▶ [Exercise]: Copy out only the span from the line with "locate: glove on" to the end of the data, both ends kept, word for word.

>> start Records for this exercise

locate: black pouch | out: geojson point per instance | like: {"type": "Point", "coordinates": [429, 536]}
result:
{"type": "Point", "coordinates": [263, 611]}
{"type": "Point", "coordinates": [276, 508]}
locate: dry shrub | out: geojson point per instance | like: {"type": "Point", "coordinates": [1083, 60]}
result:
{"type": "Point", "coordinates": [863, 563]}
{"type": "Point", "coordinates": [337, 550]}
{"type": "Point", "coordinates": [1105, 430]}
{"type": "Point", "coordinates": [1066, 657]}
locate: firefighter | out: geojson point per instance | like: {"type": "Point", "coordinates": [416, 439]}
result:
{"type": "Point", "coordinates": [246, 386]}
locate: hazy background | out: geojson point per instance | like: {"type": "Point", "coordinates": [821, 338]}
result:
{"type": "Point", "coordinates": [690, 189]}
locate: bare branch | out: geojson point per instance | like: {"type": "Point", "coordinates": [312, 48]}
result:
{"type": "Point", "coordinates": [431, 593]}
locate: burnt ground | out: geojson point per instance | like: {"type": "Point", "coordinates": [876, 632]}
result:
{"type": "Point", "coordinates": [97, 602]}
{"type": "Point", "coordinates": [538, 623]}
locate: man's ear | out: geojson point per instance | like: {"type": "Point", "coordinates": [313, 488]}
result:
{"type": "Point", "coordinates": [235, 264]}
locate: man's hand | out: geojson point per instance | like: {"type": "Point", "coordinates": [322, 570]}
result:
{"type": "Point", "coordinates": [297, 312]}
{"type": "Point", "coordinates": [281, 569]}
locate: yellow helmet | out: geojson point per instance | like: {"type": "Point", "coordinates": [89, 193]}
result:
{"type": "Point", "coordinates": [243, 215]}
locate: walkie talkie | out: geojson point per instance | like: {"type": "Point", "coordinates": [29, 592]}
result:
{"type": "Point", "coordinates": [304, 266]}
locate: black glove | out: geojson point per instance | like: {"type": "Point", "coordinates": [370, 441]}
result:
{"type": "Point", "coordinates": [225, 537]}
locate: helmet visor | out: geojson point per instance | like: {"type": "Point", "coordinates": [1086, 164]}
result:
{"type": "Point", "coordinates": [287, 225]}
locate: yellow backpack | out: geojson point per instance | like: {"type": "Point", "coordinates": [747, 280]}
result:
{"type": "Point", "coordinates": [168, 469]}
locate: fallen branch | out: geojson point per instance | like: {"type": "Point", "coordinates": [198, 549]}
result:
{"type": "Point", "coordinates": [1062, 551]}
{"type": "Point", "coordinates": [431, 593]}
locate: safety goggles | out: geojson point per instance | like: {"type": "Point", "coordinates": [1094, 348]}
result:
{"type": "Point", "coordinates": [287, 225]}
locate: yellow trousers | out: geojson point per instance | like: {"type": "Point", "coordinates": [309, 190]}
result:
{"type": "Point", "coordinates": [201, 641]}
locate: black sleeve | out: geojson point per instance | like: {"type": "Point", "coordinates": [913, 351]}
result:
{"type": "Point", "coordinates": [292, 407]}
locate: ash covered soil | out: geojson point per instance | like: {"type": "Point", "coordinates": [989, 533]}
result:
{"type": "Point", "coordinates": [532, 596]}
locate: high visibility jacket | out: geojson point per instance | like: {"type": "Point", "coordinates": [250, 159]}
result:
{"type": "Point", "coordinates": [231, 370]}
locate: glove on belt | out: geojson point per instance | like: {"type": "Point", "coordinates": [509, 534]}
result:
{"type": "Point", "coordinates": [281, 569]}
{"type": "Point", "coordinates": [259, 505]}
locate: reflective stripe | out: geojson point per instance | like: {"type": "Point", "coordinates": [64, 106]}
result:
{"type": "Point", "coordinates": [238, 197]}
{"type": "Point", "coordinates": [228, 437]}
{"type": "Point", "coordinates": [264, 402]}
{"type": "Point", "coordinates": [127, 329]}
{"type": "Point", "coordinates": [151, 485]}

>> end Records for this exercise

▶ [Output for this exercise]:
locate: glove on belt | out: geojson point per instance | like: {"type": "Point", "coordinates": [509, 534]}
result:
{"type": "Point", "coordinates": [281, 569]}
{"type": "Point", "coordinates": [259, 505]}
locate: reflective stripe | out: geojson point per instance | like: {"type": "Point", "coordinates": [64, 106]}
result:
{"type": "Point", "coordinates": [238, 197]}
{"type": "Point", "coordinates": [228, 437]}
{"type": "Point", "coordinates": [264, 402]}
{"type": "Point", "coordinates": [127, 329]}
{"type": "Point", "coordinates": [151, 485]}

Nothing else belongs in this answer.